Task statement -
Provide an exact transcription of all the records.

Data provided -
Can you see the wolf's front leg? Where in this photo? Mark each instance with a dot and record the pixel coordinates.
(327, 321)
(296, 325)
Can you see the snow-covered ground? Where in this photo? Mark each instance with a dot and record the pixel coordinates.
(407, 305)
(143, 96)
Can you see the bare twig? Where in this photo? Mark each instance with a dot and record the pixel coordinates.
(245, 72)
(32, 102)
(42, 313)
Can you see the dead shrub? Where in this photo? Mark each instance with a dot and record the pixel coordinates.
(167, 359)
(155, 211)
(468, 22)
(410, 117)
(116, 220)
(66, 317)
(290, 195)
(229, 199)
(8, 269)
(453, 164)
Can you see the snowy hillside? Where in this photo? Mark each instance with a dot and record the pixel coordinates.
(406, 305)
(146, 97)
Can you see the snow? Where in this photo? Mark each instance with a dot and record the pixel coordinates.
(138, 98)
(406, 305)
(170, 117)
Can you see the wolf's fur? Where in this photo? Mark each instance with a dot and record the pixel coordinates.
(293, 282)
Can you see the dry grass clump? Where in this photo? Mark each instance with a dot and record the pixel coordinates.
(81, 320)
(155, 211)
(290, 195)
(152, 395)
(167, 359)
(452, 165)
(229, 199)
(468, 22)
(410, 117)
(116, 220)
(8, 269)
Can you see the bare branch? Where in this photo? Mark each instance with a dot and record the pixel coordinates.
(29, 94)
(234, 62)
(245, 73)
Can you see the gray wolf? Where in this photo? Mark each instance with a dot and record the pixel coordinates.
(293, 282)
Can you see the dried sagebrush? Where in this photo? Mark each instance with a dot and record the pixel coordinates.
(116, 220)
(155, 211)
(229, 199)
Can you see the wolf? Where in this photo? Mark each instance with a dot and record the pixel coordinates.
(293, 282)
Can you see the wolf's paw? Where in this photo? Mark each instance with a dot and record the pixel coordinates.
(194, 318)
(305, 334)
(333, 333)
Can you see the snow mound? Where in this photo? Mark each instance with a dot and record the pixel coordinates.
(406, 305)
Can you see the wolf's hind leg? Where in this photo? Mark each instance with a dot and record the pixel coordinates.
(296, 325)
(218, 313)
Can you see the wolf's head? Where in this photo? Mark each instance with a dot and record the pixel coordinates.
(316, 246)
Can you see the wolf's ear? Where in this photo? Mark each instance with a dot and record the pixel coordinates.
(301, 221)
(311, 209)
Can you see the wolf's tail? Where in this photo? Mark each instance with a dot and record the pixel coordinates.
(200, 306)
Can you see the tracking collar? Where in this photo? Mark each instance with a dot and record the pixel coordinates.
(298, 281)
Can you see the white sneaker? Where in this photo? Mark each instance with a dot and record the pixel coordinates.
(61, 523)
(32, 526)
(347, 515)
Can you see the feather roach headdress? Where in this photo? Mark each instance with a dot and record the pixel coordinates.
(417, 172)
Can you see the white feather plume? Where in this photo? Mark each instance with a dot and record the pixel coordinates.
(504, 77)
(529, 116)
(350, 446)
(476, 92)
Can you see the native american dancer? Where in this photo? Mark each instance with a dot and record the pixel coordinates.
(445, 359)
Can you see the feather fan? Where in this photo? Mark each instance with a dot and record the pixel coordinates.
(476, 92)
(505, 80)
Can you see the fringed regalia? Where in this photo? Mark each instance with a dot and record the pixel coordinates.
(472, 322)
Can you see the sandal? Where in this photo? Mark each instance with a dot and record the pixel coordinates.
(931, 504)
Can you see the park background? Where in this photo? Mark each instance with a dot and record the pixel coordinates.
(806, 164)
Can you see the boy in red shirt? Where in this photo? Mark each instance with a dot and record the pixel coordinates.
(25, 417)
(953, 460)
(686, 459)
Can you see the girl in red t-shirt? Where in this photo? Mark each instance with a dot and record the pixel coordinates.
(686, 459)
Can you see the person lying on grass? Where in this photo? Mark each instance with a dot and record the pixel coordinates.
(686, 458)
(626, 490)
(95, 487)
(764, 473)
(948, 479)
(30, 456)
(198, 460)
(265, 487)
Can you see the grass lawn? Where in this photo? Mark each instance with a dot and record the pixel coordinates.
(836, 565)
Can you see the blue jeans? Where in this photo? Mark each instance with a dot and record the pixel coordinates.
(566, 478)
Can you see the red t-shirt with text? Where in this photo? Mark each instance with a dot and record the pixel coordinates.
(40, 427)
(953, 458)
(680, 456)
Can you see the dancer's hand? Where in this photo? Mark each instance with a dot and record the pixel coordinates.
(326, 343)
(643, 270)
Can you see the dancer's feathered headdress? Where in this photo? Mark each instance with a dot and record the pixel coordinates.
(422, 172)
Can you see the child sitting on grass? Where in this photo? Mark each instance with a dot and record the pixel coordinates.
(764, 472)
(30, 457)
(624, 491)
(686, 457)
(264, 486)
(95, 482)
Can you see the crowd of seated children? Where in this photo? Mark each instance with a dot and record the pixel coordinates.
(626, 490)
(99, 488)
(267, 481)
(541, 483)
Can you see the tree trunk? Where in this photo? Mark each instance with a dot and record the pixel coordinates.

Task result -
Can you see the wolf's front leg? Where in this photo? Mark each instance with a dot and record the pixel coordinates.
(327, 321)
(296, 325)
Can you see the snow-covered ground? Where in this photo? Mark each instance with a dot and record the pixel coordinates.
(407, 305)
(143, 96)
Can you see the bare twig? Where in this photo? Mark each instance with a dot and record the pixel coordinates.
(245, 72)
(32, 102)
(42, 313)
Can you see the dead shrub? Where in this photo? Mark each instance with a dot and record the pixel coordinates.
(167, 359)
(155, 211)
(468, 22)
(410, 117)
(116, 220)
(66, 317)
(290, 195)
(229, 199)
(8, 269)
(453, 164)
Can you see the snowy hillside? Where in this photo? Mark each instance with a dot and record the pixel coordinates.
(406, 305)
(146, 97)
Can you see the snow? Where in this photo? Mark each instance with a dot and record the pixel coordinates.
(138, 98)
(406, 305)
(170, 117)
Can you see the wolf's fur? Where in this photo? Mark each instance with a dot and record the pixel coordinates.
(293, 282)
Can you see the dry grass clump? Where in this photo? Mark each instance with a dot and record the pixel coordinates.
(81, 320)
(155, 211)
(290, 195)
(152, 395)
(167, 359)
(452, 165)
(229, 199)
(468, 22)
(410, 117)
(116, 220)
(8, 269)
Can you see the bare branch? Where in this photo? Mark each instance with a dot and record the pixel coordinates.
(29, 94)
(234, 62)
(245, 73)
Can you see the gray wolf? Where in this photo? Mark each instance with a dot and record the pixel coordinates.
(293, 282)
Can you see the dried sagebrush? Where in this photo? Mark each instance with a dot and record the pixel coordinates.
(116, 220)
(155, 211)
(229, 199)
Can you see the wolf? Where in this photo? Mark each instance with a dot and record the pixel coordinates.
(293, 282)
Can you see the wolf's paw? Where in this photo? Mark each instance with a dot and record the pixel coordinates.
(194, 318)
(305, 334)
(333, 333)
Can you see the snow mound? Where in this photo? Mark each instance with a dot and record the pixel coordinates.
(406, 305)
Can you see the wolf's hind leg? Where in this photo? Mark each instance with a dot and record the pixel coordinates.
(296, 325)
(218, 313)
Can you see the wolf's head? Where in this photo? Mark each instance with a dot and record the pixel coordinates.
(316, 246)
Can you see the wolf's ear? Where in this photo? Mark each instance with a dot and record the pixel coordinates.
(301, 221)
(311, 209)
Can you see the wolf's tail? Where in this photo? Mark each instance with a dot and record the pixel coordinates.
(200, 306)
Can you see the tracking collar? Where in this photo? Mark each instance with a dot and record the pixel coordinates.
(298, 281)
Can you see the white sneaker? Where in this photo? Mark each instance with a dot and record the pixel coordinates.
(61, 523)
(32, 526)
(347, 515)
Can you see the feather roach headdress? Where in this photo? Mark each instance with a dot and record the pixel coordinates.
(417, 172)
Can you see the white feather plume? Where in this photo? Mark each instance with a dot and record the pixel coordinates.
(504, 77)
(529, 116)
(350, 446)
(476, 92)
Can you see the native american dancer? Where in this photo? Mark each instance with a dot and record the pixel coordinates.
(445, 359)
Can you see the feather fan? Where in this photo? Mark each instance with a dot and record the pixel coordinates.
(476, 92)
(505, 80)
Can you see the fringed regalia? Where in this photo? Mark each instance with a dot and record the pixel coordinates.
(472, 322)
Can you see the sandal? Where in this photo? Mark each instance with a dot and record the pixel coordinates.
(931, 504)
Can you see the park background? Where in this photo? Mark each instance with a dot and record the pixel coordinates.
(806, 164)
Can you see the boy in red shirt? Where in this photo? Mark each instance with a dot and record the pixel coordinates.
(25, 417)
(953, 460)
(686, 459)
Can you see the girl in red t-shirt? Where in this photo? Mark each instance with a dot and record the pixel coordinates.
(686, 459)
Can you see the person lying on grass? Where in this photo? Mark each instance with a dot and record the pixel coordinates.
(686, 458)
(626, 490)
(95, 487)
(764, 473)
(948, 479)
(30, 456)
(198, 460)
(265, 487)
Can you see the grass lawn? Where in this photo? Mark each instance with a dot and record the pixel coordinates.
(836, 565)
Can you see the blue jeans? Where in this photo? Mark each instance with a dot and record the pixel coordinates.
(566, 478)
Can you see the red t-shirt with text? Where in this photo? Mark each instance with a dot and record the pixel coordinates.
(40, 427)
(953, 458)
(680, 456)
Can you see the dancer's hand? Where in this photo? Mark each instance with a dot and record the pixel coordinates.
(326, 343)
(643, 270)
Can you see the dancer's feathered headdress? Where in this photo? Mark each instance with a dot and record the pixel coordinates.
(422, 172)
Can you see the child sitting on grass? Where in this photo? Mark each instance with a dot and record the pixel coordinates.
(764, 472)
(30, 457)
(624, 491)
(686, 457)
(264, 486)
(95, 482)
Can you see the crowd of seated children? Where in this photo? Mark each instance with a dot and record the pixel coordinates.
(626, 490)
(99, 488)
(267, 481)
(541, 483)
Can you see the tree trunk? Where in this photo? Mark each instance with a dot and record the pixel coordinates.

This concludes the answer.